▸ **TRECHO DO DOCUMENTO**
O segundo fator diz respeito às divergências no governo dos EUA sobre o que e como fazer, em relação à Venezuela.

Como no Brasil, há dois grandes grupos no governo dos EUA que têm opiniões distintas sobre esse e outros assuntos.

Há o grupo dos ideólogos de extrema direita, do qual fazem parte figuras sinistras como John Bolton (Conselheiro de Segurança Nacional), Mike Pompeo (Secretário de Estado), e o terrível Eliott Abrams (enviado especial para a Venezuela), entre outros. Embora mais sofisticados que o astrólogo da Virgínia e os integrantes do Clã (qualquer coisa é), compõem um grupo extremado, um tanto delusional, gente que não tem contato muito estreito com a realidade.

Pois bem, esse pessoal, tutti buona gente, neocons de pura cepa, quer uma intervenção militar na Venezuela. Bolton, em particular, maior ideólogo da Nova Doutrina Monroe, já demandou ao Pentágono cenários variados para a intervenção, desde bombardeios localizados, até invasão com tropas em terra.

O problema, para ele, é que os militares do Pentágono, como os daqui, estão resistindo e advertindo Trump sobre os perigos de uma guerra na Venezuela, especialmente se esta envolver tropas em terra.

A Venezuela é duas vezes maior que o Iraque e tem um terreno extremamente difícil para operações em terra, com selvas impenetráveis, pântanos (llanos), montanhas, etc. Enfim, um terreno ideal para uma guerra defensiva de posições táticas e de guerrilhas. Além disso, como já escrevi anteriormente, a Venezuela vem se preparando para este cenário desde 2006, com o Nuevo Pensamiento Militar. Mesmo no caso de uma derrota completa das forças regulares venezuelanas, a Milícia Bolivariana, que poderia reunir até 500 mil membros, oporia feroz resistência por todo o território da Venezuela.

Não bastasse, os bolivarianos poderiam receber apoio logístico de China e Rússia, especialmente desta última, que desenvolveu cooperação militar estreita com a Venezuela.

Além dessas questões militares operacionais, pesam também contra uma intervenção militar, notadamente contra uma invasão por terra, a falta de apoio político internacional. O Grupo de Lima, que congrega a direita sul-americana e os satélites dos EUA na região, rejeita a escalada militar, embora apoie entusiasticamente a guerra híbrida contra a Venezuela. Os europeus também preferem apostar apenas na guerra híbrida.

Mas isso significa dizer que a transformação da guerra híbrida em guerra convencional está descartada?

Não, não está.

À medida que a “solução Guaidó” fracassa miseravelmente e não se investe numa solução negociada e pacífica, cresce a impaciência e o descontentamento dos neocons liderados por John Bolton. Há de se considerar que Bolton é um sujeito muito perigoso e influente, que tem um longo e inquietante histórico de manipulação de informações para fazer prevalecer suas teses.

Parte de grupos a ele ligados a cretina “informação” de que os generais venezuelanos seriam controlados por “agentes cubanos”, repetida por oligofrênicos da nossa imprensa conservadora. O alvo de Bolton é o lobby anticastrista, de enorme influência e Washington e decisivo no voto latino nos EUA.

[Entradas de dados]
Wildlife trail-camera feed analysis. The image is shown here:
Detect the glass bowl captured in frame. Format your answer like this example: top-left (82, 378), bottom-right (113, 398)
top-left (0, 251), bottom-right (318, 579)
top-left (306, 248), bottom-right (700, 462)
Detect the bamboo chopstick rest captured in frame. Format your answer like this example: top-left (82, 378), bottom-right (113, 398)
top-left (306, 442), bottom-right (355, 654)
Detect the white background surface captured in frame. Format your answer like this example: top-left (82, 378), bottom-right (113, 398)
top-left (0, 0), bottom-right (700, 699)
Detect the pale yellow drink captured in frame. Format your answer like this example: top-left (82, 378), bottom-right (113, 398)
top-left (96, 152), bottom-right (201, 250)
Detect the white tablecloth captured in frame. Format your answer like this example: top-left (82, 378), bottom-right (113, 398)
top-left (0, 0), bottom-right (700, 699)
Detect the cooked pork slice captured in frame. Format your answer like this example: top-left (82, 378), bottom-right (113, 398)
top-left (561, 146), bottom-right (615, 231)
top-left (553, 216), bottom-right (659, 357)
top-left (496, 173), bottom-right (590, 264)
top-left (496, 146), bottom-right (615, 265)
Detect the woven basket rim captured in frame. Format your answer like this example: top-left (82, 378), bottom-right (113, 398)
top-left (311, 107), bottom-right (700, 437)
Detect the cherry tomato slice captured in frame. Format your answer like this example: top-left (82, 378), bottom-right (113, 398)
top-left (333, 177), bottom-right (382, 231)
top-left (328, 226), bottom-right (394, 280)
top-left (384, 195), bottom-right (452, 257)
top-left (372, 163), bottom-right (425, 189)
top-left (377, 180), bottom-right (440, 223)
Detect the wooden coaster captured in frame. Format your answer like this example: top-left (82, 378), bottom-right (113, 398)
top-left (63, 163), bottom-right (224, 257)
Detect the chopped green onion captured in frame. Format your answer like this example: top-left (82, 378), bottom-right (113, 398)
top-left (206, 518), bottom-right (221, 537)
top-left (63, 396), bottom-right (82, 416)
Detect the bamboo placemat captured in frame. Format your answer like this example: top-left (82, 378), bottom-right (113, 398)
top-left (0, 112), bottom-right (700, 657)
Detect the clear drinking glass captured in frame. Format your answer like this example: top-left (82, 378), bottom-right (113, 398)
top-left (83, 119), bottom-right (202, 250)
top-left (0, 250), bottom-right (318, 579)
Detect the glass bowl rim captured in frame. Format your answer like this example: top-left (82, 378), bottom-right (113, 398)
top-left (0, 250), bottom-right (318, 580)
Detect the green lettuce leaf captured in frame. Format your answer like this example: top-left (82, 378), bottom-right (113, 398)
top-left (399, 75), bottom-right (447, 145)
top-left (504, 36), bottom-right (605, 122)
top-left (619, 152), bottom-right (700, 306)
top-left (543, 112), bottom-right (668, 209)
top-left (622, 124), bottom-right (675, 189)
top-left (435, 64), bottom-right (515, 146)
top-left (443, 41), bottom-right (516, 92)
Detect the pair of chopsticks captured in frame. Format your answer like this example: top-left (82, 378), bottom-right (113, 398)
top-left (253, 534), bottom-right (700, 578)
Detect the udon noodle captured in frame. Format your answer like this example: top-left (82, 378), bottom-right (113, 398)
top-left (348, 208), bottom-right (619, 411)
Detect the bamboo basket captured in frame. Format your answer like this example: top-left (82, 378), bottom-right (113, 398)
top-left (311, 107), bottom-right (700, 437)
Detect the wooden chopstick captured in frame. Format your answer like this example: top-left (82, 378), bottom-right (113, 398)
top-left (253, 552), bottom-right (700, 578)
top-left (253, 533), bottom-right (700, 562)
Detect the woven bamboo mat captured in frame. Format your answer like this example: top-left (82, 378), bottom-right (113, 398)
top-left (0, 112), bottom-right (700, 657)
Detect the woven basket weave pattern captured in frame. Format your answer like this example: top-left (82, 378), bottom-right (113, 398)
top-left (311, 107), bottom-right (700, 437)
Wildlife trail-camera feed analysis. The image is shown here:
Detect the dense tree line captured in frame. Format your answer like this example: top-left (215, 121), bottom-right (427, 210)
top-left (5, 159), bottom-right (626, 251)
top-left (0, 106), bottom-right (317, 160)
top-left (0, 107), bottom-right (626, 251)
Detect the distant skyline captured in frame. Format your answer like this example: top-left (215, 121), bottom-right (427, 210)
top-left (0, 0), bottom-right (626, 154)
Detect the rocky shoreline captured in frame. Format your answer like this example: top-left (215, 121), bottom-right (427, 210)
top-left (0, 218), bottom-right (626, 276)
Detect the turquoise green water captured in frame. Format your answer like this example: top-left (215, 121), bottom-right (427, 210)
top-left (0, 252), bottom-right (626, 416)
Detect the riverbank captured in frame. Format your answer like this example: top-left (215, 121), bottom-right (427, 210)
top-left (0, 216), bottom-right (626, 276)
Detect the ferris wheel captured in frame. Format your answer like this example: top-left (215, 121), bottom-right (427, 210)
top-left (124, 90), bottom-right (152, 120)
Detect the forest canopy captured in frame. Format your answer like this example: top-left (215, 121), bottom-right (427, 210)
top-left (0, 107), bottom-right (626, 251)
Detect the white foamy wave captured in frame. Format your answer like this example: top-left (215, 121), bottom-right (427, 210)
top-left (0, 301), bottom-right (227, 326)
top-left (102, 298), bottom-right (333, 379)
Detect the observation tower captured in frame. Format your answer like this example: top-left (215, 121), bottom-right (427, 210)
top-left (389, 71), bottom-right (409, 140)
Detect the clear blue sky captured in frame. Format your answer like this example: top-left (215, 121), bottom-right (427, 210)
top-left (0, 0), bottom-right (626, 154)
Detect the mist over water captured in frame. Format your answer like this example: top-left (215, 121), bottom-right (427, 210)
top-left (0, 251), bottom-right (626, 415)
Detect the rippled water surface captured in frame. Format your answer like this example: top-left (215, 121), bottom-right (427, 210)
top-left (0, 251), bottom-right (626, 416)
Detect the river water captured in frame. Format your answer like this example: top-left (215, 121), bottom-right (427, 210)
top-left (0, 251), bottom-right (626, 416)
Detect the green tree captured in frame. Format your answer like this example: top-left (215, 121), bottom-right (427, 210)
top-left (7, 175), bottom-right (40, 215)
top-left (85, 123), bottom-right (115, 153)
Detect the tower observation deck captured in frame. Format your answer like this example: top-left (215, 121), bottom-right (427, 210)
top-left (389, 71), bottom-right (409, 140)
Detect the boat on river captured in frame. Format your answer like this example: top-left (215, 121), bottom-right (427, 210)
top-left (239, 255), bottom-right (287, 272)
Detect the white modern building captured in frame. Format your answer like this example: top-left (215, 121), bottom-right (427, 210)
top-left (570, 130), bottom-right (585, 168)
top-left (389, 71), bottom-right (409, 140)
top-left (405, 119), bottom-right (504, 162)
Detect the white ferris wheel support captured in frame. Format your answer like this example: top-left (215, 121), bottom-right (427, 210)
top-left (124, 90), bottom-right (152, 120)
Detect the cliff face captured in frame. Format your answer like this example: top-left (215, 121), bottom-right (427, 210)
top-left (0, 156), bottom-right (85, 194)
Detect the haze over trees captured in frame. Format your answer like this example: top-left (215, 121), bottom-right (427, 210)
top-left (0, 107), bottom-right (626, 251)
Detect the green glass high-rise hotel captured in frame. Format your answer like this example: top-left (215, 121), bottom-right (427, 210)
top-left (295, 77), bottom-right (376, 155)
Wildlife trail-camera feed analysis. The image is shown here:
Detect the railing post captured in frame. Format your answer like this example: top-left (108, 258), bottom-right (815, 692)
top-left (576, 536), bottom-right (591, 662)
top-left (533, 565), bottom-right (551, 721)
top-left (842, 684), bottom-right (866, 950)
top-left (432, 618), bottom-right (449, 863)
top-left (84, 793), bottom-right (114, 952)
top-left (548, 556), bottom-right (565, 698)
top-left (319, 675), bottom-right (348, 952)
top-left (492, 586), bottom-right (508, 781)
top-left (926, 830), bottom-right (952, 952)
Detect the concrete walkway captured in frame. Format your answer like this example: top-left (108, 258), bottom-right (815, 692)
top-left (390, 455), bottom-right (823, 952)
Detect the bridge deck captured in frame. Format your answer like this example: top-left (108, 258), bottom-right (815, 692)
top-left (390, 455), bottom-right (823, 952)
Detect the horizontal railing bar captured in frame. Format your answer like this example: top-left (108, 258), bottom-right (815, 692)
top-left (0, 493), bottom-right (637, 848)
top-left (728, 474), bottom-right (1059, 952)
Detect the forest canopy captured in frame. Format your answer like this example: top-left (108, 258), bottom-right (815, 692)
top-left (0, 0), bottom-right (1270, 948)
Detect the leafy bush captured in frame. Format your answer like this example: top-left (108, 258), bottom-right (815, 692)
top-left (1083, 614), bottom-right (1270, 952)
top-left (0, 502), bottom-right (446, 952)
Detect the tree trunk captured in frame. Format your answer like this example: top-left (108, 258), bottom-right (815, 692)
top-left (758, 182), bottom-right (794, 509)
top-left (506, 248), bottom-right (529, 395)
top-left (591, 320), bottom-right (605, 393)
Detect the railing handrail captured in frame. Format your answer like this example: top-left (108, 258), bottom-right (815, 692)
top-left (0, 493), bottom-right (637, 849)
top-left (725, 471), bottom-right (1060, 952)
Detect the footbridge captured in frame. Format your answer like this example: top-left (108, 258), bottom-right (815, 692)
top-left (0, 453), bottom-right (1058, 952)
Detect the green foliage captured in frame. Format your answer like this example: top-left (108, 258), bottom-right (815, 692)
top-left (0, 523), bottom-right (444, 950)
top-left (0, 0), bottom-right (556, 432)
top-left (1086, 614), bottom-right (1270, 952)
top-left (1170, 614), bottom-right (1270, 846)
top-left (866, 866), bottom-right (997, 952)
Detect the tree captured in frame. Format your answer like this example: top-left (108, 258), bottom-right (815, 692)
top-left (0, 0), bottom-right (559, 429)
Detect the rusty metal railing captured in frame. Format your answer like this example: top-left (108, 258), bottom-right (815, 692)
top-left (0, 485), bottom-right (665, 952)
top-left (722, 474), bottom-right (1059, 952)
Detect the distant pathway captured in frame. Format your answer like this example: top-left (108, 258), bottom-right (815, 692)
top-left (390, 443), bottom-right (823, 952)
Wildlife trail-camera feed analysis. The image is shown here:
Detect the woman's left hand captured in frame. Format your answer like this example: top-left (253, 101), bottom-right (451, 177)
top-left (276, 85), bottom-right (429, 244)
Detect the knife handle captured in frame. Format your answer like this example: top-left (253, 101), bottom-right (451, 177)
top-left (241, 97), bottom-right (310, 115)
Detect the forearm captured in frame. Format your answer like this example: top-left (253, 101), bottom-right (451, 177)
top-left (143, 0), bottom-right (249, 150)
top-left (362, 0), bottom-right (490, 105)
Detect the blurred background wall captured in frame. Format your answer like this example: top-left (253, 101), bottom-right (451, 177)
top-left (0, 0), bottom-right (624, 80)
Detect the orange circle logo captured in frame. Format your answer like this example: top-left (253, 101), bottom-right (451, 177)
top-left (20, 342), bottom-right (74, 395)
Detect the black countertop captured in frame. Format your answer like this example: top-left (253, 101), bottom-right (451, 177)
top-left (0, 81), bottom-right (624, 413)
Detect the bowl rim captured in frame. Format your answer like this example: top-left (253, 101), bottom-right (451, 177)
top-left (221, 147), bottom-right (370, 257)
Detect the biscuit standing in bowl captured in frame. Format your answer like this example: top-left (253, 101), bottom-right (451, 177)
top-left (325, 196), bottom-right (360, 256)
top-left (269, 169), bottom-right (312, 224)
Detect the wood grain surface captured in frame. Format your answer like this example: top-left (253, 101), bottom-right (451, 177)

▸ **O QUE FAZER**
1. Responda com base no trecho sobre a Venezuela:
(a) Qual é o cargo de Eliott Abrams?
(b) Desde que ano a Venezuela vem se preparando para esse cenário, e com o quê?
(c) Até quantos membros a Milícia Bolivariana poderia reunir?
2. Reproduza fielmente a passagem do trecho sobre a Venezuela que vai de "Como no Brasil, há" até "com a realidade.", inclusive.

▸ **RESPOSTAS POR TAREFA**
1.
(a) Enviado especial para a Venezuela.
(b) Desde 2006, com o Nuevo Pensamiento Militar.
(c) Até 500 mil membros.

2.
Como no Brasil, há dois grandes grupos no governo dos EUA que têm opiniões distintas sobre esse e outros assuntos.

Há o grupo dos ideólogos de extrema direita, do qual fazem parte figuras sinistras como John Bolton (Conselheiro de Segurança Nacional), Mike Pompeo (Secretário de Estado), e o terrível Eliott Abrams (enviado especial para a Venezuela), entre outros. Embora mais sofisticados que o astrólogo da Virgínia e os integrantes do Clã (qualquer coisa é), compõem um grupo extremado, um tanto delusional, gente que não tem contato muito estreito com a realidade.